* _Data extract_:
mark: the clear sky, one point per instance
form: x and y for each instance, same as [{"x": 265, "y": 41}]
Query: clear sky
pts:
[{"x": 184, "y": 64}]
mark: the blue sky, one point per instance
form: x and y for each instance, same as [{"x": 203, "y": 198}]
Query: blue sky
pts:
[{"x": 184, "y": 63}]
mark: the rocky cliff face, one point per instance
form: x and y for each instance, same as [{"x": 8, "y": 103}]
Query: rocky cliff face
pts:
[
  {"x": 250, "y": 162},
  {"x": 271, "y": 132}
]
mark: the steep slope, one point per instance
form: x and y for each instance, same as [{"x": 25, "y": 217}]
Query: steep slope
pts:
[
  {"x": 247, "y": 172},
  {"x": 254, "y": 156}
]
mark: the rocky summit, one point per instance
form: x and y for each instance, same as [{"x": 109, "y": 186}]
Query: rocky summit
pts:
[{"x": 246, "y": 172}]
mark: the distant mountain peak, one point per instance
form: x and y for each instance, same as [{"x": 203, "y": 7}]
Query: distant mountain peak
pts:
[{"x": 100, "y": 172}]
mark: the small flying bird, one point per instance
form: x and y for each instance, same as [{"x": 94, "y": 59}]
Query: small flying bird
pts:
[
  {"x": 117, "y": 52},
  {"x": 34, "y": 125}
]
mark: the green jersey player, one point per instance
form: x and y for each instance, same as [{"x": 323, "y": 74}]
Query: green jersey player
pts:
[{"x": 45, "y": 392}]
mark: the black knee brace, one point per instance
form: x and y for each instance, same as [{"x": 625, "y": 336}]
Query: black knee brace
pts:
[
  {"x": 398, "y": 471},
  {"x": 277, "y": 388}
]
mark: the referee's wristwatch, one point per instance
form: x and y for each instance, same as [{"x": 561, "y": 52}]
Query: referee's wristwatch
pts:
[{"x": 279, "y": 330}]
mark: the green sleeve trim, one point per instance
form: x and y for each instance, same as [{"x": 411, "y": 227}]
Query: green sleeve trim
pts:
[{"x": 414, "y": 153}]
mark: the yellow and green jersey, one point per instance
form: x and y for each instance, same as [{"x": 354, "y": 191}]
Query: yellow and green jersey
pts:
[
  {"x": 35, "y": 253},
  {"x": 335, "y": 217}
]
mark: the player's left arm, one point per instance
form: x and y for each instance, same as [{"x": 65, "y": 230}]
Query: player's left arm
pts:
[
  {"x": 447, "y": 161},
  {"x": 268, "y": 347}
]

* _What you are asked to do_: Return each line in the records that holds the string "peak".

* _Exercise result_:
mark: the distant mountain peak, one point per instance
Query: distant mountain peak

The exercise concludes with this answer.